- WHAT THE TASK REQUIRES
Would you please output the lines of the data below from the one containing "the brown cow?" to the end, exactly and with nothing added?
### DATASET RECORDS ###
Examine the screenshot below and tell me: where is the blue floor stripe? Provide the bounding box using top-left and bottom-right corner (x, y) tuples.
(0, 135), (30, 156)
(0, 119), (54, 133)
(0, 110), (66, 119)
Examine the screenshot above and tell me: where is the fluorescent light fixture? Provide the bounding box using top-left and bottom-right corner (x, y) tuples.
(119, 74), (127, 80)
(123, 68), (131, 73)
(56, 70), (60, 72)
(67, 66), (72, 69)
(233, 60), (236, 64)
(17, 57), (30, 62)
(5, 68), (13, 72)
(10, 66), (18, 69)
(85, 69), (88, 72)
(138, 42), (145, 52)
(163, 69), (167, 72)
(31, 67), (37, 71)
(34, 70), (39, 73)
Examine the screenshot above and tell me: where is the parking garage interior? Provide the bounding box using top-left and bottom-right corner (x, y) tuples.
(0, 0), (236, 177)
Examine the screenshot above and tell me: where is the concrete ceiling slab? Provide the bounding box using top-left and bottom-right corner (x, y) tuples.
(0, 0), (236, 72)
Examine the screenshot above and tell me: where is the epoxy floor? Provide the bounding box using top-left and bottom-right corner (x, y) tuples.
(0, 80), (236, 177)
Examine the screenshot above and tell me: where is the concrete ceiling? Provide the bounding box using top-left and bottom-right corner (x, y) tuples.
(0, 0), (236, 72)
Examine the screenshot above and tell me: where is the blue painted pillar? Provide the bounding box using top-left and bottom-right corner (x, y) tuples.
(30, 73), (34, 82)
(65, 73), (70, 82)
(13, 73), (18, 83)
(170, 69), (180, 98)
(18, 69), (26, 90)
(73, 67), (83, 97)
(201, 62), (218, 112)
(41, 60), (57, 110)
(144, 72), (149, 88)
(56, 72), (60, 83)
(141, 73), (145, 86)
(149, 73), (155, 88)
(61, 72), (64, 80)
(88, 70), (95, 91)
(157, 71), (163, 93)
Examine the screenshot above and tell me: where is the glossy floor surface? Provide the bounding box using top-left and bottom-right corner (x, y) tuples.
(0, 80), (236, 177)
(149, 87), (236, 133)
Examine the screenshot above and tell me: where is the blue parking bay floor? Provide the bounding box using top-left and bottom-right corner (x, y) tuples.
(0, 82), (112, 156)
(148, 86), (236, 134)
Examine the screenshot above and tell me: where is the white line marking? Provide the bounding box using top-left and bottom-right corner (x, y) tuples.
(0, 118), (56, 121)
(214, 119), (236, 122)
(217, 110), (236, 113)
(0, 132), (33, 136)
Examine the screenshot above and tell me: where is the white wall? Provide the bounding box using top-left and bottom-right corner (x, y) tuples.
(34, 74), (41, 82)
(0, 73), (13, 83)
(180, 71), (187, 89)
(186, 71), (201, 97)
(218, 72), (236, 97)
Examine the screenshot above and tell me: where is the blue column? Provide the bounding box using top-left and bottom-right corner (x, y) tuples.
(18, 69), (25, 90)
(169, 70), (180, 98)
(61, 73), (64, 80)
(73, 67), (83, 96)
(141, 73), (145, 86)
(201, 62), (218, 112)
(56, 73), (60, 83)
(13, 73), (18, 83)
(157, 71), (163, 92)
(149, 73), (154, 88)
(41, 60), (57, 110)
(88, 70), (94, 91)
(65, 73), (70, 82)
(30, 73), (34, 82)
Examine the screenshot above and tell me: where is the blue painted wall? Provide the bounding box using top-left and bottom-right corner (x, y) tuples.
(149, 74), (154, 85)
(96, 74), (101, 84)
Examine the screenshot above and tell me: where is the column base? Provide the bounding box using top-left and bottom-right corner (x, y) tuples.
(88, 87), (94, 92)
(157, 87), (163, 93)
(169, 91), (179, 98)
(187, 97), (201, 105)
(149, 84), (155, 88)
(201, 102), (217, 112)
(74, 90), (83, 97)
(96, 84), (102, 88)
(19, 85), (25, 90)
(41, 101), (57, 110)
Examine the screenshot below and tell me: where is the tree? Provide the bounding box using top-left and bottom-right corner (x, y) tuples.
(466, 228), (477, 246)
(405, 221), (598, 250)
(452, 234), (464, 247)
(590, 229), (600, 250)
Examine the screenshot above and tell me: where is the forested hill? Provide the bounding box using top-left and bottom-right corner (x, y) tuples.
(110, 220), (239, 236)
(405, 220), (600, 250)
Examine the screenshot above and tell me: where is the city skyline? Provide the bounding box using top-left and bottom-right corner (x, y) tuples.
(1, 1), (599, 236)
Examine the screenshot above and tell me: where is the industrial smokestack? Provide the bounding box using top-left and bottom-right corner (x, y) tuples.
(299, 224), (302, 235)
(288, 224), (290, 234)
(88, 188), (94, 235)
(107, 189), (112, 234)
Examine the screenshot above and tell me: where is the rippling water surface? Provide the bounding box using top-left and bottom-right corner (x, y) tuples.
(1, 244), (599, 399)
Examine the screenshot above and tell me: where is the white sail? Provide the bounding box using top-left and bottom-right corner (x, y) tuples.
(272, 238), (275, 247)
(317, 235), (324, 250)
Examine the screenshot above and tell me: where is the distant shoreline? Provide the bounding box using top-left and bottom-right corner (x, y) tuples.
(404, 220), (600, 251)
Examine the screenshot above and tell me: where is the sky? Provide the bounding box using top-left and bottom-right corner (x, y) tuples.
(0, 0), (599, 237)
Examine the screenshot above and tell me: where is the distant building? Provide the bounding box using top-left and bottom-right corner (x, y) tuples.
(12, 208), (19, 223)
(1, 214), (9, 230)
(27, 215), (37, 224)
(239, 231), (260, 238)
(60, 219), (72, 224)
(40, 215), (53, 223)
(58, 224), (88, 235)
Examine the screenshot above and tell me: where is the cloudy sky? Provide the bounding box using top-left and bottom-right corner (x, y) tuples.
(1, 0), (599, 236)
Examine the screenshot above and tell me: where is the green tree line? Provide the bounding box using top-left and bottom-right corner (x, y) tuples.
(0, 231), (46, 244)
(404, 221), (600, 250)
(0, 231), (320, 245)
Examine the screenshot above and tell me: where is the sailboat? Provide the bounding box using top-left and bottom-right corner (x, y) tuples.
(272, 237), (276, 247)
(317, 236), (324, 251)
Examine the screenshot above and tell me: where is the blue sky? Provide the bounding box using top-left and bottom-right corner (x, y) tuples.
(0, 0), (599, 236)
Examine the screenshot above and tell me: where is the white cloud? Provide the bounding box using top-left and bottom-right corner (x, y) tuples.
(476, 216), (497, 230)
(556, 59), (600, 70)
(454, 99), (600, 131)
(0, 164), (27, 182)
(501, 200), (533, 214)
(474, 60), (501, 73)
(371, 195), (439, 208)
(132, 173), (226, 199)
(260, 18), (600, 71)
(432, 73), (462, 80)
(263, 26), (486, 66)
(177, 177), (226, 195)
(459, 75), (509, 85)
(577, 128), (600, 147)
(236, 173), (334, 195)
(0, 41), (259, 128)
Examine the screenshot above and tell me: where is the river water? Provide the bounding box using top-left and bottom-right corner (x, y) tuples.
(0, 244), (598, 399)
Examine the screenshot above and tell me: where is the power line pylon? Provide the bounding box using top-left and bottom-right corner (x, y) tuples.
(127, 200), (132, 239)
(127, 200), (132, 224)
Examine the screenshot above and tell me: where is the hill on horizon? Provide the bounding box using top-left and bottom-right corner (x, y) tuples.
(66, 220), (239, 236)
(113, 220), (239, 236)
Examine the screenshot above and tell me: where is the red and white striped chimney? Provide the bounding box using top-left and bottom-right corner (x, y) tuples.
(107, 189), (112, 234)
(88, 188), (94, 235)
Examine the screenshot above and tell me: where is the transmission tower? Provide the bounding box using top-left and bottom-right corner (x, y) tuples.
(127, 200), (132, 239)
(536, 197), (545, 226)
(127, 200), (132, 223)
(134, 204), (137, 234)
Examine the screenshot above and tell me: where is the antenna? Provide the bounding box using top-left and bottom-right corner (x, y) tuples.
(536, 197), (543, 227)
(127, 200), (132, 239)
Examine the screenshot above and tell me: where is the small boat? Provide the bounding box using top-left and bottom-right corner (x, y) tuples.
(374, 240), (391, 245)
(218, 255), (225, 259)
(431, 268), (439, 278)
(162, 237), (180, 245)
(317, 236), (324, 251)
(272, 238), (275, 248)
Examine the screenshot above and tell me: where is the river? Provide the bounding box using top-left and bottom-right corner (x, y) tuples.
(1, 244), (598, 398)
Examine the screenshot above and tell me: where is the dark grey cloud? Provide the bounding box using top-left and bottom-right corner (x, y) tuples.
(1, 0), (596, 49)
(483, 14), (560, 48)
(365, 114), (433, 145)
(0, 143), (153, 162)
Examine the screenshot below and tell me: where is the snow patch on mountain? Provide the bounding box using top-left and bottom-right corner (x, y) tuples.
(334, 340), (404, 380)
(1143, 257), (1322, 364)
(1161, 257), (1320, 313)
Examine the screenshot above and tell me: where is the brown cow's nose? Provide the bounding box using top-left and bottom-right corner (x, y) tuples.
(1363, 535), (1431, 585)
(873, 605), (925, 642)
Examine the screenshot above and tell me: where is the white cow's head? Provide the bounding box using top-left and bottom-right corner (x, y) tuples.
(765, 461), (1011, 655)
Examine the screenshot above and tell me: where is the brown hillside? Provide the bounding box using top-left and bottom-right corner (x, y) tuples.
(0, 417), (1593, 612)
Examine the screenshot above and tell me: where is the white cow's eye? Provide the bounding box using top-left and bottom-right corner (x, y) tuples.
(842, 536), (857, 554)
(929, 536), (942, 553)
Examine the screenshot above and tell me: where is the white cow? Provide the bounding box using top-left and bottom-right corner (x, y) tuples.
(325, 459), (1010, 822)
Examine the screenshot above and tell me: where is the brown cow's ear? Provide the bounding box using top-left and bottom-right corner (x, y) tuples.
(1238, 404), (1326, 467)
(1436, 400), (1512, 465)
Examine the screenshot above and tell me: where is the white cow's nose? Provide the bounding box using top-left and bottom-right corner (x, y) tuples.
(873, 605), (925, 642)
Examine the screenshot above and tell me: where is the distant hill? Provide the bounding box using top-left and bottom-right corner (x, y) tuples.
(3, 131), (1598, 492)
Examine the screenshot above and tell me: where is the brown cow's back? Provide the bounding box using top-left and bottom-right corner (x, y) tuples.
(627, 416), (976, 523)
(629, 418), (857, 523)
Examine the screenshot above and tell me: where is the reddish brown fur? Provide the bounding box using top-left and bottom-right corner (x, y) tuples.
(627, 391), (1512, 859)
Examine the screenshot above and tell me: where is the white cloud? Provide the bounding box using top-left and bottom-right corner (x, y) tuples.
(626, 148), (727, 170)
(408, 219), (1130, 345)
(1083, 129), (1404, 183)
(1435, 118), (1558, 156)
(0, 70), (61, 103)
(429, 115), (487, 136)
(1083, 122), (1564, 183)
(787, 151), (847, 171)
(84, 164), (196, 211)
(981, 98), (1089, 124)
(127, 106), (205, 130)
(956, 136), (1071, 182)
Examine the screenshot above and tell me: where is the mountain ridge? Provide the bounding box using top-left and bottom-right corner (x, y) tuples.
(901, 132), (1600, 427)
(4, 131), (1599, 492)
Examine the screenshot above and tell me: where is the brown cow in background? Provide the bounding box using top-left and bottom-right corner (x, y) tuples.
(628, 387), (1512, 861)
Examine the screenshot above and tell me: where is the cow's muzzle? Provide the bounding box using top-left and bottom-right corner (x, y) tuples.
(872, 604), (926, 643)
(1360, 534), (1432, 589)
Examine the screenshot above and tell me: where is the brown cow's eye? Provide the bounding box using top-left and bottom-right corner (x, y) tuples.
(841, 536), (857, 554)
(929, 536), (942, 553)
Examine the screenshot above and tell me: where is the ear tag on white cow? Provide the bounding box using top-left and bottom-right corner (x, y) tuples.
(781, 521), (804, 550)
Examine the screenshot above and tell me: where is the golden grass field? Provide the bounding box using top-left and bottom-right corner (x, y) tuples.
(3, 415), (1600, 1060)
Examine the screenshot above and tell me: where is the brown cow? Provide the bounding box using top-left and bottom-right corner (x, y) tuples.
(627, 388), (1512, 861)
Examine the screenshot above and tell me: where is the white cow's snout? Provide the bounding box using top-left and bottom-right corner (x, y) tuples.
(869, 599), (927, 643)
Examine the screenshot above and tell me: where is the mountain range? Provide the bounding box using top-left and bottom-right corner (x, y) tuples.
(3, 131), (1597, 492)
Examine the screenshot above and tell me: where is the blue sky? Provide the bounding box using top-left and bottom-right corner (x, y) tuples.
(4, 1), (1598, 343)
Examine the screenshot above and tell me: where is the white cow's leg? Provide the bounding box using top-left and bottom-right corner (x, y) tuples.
###
- EXERCISE RESPONSE
Examine the screenshot above and tell me: where is the brown cow? Provide the bounding box using top-left and bottom-right corner (x, y) tuples.
(627, 388), (1512, 861)
Examine the screenshot above and tell me: where is the white cow's snout? Provide the bounding box using top-left and bottom-right corner (x, y) tuples.
(869, 599), (927, 643)
Examine the screenshot above and tell me: where is the mountain range? Provide the bounding box using top-left and bottom-right corner (x, y) tuples.
(3, 131), (1597, 492)
Examine the screenshot above and tell me: where is the blue sky? Provide the bounding box using top-left and bottom-right corner (x, y) tuples.
(4, 1), (1598, 343)
Examine the screenshot above and tell me: where is the white cow's leg? Provide the bounding box using top-left and bottom-right corner (x, y) tuples.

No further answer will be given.